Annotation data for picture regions
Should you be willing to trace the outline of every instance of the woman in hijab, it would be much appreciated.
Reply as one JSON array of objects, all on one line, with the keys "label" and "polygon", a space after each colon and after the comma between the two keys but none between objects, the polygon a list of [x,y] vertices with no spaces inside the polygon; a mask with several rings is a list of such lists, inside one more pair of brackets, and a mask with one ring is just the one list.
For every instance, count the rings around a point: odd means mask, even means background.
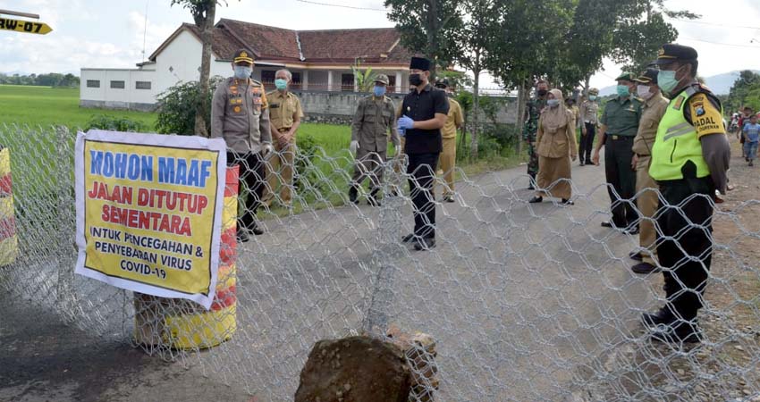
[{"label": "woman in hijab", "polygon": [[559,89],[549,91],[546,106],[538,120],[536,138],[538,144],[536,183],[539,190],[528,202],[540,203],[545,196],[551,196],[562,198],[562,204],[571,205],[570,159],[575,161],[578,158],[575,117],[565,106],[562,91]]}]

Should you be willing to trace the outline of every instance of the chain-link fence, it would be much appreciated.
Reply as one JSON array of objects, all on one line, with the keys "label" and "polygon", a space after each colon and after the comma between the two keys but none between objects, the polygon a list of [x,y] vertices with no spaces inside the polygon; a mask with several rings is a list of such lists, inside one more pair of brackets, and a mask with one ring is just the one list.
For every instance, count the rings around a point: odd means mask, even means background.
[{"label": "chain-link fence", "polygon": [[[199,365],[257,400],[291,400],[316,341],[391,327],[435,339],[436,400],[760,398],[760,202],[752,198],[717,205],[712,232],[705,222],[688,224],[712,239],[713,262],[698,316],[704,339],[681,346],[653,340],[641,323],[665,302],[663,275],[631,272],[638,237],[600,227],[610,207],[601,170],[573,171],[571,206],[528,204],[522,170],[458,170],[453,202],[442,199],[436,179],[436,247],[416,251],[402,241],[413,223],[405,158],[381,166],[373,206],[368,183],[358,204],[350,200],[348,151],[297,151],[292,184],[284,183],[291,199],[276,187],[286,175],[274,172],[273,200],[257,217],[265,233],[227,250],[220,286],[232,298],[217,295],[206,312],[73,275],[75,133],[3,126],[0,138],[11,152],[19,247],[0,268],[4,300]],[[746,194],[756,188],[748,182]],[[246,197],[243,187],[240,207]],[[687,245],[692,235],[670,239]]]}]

--

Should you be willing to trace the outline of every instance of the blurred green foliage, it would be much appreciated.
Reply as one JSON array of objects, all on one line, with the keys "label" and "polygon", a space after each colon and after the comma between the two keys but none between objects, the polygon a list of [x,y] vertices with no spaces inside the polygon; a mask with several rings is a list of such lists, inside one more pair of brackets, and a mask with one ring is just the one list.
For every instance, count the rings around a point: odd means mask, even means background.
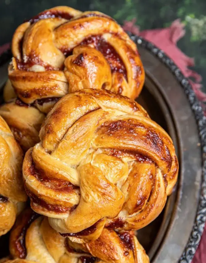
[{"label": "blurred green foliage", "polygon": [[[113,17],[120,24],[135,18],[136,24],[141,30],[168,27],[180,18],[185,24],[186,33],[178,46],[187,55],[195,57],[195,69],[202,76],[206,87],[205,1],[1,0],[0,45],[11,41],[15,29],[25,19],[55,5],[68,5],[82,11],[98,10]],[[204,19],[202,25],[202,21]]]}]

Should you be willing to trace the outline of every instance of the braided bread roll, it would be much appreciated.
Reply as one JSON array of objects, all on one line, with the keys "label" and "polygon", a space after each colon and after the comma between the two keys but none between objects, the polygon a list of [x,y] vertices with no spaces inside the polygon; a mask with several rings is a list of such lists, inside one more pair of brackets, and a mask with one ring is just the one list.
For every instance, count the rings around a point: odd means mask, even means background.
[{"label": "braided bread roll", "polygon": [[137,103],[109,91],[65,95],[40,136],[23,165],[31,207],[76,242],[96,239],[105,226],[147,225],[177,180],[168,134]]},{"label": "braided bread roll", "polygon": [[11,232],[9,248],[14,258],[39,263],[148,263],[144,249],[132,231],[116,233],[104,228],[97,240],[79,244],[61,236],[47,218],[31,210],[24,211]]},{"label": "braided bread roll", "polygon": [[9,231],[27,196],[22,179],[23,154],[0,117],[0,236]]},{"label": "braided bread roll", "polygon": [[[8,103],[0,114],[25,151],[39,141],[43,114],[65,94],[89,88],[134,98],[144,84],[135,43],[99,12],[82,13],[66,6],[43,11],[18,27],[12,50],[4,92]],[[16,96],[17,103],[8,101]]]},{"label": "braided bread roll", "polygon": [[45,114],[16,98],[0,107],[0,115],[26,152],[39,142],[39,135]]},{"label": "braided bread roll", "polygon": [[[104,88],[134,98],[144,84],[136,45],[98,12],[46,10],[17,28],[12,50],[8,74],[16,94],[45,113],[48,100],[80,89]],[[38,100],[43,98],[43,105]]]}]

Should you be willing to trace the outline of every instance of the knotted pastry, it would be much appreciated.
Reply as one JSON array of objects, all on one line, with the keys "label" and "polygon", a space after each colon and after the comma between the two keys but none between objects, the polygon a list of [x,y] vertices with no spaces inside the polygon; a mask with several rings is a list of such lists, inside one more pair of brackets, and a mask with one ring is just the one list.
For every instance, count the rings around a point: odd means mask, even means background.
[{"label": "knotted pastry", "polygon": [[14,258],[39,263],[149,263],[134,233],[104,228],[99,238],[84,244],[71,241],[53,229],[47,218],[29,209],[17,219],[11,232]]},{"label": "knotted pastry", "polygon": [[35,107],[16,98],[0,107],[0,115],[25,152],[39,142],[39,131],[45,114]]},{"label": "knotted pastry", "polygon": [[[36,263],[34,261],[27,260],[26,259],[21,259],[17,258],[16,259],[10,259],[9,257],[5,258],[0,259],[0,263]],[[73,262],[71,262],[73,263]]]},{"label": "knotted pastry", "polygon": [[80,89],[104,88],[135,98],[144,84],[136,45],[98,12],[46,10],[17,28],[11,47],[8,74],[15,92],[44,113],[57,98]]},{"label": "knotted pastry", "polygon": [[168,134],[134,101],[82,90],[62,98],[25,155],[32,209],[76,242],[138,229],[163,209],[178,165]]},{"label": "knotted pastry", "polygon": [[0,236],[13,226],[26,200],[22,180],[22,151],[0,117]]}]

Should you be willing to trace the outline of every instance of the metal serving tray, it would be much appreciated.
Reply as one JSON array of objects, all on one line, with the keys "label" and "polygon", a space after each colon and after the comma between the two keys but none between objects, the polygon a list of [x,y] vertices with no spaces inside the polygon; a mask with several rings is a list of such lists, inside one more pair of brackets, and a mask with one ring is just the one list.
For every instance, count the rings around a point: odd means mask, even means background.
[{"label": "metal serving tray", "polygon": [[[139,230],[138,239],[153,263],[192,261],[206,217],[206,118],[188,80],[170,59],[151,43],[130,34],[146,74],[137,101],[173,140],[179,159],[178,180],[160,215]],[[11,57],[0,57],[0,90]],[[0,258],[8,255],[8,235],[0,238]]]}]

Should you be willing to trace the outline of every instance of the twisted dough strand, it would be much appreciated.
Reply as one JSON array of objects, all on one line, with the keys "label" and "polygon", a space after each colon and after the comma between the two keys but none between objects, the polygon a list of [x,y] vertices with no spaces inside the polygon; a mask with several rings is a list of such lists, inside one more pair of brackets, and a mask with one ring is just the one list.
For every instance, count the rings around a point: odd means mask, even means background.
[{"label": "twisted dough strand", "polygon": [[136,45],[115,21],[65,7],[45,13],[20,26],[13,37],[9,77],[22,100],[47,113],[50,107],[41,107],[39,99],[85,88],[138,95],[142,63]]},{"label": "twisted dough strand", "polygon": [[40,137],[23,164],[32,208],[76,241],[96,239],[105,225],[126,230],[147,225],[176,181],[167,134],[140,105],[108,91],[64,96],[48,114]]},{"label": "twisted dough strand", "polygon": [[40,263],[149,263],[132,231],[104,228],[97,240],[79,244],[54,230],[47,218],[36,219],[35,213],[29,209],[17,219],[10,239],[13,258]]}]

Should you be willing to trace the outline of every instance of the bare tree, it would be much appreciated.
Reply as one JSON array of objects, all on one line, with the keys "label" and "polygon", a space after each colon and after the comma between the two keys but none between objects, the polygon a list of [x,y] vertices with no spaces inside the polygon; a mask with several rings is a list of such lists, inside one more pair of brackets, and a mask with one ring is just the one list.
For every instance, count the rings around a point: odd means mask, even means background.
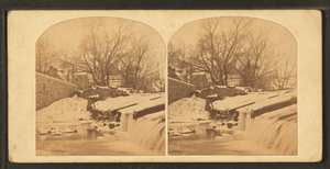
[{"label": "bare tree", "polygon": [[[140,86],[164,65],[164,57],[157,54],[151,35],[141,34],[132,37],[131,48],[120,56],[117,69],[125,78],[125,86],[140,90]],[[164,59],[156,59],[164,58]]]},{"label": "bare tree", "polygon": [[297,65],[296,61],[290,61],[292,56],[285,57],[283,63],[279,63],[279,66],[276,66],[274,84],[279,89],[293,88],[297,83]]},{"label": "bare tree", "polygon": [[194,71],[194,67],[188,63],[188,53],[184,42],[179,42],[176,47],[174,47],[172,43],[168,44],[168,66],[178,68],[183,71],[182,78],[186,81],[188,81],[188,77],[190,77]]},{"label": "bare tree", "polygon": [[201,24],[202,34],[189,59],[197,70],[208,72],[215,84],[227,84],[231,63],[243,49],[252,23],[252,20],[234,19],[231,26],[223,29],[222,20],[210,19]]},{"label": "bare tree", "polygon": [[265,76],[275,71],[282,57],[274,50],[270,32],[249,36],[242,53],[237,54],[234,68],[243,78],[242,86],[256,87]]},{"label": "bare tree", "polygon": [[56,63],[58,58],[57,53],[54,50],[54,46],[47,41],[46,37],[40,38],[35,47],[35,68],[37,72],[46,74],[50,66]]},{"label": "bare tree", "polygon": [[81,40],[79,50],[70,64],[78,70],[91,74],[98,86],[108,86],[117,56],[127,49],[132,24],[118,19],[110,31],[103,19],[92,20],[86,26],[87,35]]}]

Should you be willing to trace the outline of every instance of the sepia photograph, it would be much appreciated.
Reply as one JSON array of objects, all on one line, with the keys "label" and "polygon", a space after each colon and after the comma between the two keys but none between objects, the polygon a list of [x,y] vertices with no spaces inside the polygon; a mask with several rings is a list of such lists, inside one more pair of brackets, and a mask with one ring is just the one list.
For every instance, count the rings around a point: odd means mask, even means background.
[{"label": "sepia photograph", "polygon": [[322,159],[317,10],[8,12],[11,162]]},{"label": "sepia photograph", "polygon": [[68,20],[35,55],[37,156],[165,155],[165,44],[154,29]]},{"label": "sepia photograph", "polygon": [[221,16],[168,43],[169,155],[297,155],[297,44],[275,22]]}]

---

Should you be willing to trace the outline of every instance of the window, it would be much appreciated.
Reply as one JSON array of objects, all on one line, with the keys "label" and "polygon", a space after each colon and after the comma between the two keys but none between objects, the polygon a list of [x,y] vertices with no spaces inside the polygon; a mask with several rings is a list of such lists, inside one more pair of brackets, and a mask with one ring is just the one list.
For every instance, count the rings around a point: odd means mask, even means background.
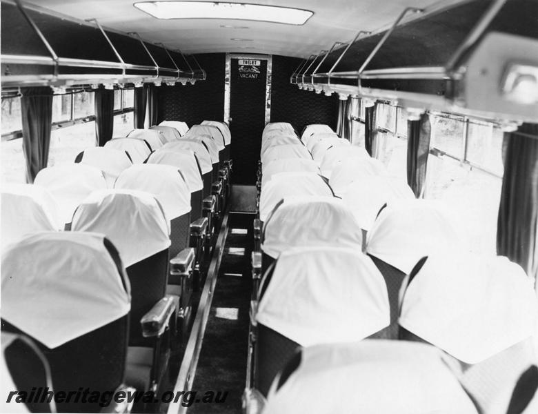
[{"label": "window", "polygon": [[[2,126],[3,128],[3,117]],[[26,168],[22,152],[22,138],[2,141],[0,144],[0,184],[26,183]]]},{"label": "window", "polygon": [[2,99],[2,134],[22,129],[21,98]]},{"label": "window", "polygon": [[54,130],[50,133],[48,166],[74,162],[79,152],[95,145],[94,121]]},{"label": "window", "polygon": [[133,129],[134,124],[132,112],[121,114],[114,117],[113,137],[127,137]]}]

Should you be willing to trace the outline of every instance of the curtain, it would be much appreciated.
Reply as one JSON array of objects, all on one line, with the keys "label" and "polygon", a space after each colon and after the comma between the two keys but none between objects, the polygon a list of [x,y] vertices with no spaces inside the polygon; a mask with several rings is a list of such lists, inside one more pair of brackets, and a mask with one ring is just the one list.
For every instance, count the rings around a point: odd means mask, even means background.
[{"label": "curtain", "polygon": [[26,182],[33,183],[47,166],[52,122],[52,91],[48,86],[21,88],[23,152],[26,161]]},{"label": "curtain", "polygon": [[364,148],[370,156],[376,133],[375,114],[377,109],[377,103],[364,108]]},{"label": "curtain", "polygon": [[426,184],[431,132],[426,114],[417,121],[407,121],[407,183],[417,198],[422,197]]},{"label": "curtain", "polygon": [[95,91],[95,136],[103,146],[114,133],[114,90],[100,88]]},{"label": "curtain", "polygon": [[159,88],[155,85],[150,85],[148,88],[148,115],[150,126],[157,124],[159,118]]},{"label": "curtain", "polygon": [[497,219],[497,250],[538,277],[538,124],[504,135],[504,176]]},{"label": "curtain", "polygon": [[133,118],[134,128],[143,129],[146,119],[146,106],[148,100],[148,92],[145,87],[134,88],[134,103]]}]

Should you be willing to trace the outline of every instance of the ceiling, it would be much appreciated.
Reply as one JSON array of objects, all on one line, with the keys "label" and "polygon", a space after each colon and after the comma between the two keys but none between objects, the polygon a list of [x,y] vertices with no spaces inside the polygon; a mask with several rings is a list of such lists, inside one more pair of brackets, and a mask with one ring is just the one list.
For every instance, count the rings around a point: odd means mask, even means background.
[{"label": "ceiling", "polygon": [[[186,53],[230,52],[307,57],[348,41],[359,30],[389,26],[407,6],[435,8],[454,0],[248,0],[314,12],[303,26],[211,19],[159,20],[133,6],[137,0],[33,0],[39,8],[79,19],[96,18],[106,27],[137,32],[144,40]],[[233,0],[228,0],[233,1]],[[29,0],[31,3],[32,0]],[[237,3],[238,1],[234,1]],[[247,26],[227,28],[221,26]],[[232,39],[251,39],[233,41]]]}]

#### What you need to do:
Report how many lines of the records above contain the string "sepia", with case counting. Give only the number.

#### Task response:
2